本文:
/---

TomyDaddyのブログ

毎日の健康管理の記録、新聞、雑誌、書籍等の読書について感想を書いていく。

今日の朝日歌壇から

 角川の雑誌「短歌」(2021年6月号と穂村弘『シンジケート』(沖積舎)を麻生図書館から借りてきた。

「ほんとうにおれのもんかよ冷蔵庫の卵置き場に落ちる涙は」
 やっぱり、若い斬新な歌人の誕生だったんだろうな、穂村さんの登場は。この歌人は私より15歳若い方だ。北大に入って1年少しで止めて上智大学に入りなおして、そこで歌に出会ったと経歴で知った。「シンジケート」をまずは読んでみよう。実は、歌詠みは苦しいいんだね。

 さて、今週の歌壇に移る。

<独り居の老女の安否確認を終えて跨るサドルの熱さ(観音寺市 篠原俊則)>⇒高野公彦選:篠原さん、もしかしたら定年後の私と同じくらいの人かな。他に下の唄も選ばれている。
<「逃げられる人はいいよ」と退陣のニュースに居酒屋店主はポツリ(観音寺市 篠原俊則)⇒永田和宏佐佐木幸綱共選:篠原さんこちらの歌よりも最初の歌の方がいいね。

\---

練習問題 1: 本文から、「毎日の健康管理の記録、新聞、雑誌、書籍等の読書について感想を書いていく。」を含む語句で始まり「さて、今週の歌壇に移る。」で終わる部分をそのまま抜き出しなさい。
練習問題 2: 本文によると、穂村弘が歌に出会ったのはどの大学か。
この資料は本文と関係がない。

データセットの記録:
/---

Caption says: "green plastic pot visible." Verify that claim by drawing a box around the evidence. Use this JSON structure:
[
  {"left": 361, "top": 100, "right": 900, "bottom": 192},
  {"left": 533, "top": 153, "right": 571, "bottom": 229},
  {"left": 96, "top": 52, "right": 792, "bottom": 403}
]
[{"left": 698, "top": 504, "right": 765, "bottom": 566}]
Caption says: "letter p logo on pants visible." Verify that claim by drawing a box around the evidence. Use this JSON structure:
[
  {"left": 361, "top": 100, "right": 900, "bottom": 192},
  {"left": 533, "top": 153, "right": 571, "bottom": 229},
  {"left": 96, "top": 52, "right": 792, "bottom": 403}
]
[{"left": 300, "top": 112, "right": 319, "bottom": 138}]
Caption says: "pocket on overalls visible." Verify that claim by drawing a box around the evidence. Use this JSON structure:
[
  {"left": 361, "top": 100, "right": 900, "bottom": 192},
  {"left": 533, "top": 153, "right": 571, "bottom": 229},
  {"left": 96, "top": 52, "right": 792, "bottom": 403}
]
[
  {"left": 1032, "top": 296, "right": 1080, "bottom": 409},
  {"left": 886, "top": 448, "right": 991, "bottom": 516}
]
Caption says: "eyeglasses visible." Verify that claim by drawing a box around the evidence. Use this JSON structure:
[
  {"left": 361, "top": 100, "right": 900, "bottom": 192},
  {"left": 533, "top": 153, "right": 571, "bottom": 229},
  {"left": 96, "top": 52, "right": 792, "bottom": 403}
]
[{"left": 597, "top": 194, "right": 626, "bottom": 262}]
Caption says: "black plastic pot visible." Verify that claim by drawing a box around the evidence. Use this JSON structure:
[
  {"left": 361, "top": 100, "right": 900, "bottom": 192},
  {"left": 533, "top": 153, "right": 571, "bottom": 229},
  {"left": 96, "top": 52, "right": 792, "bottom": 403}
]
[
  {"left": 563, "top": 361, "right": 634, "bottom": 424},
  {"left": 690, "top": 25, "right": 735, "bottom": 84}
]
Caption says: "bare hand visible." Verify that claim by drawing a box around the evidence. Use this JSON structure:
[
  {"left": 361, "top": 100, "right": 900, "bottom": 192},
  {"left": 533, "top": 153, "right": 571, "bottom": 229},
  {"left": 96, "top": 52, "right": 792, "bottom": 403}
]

\---

解答 1:
毎日の健康管理の記録、新聞、雑誌、書籍等の読書について感想を書いていく。

今日の朝日歌壇から

 角川の雑誌「短歌」(2021年6月号と穂村弘『シンジケート』(沖積舎)を麻生図書館から借りてきた。

「ほんとうにおれのもんかよ冷蔵庫の卵置き場に落ちる涙は」
 やっぱり、若い斬新な歌人の誕生だったんだろうな、穂村さんの登場は。この歌人は私より15歳若い方だ。北大に入って1年少しで止めて上智大学に入りなおして、そこで歌に出会ったと経歴で知った。「シンジケート」をまずは読んでみよう。実は、歌詠みは苦しいいんだね。

 さて、今週の歌壇に移る。

解答 2: 上智大学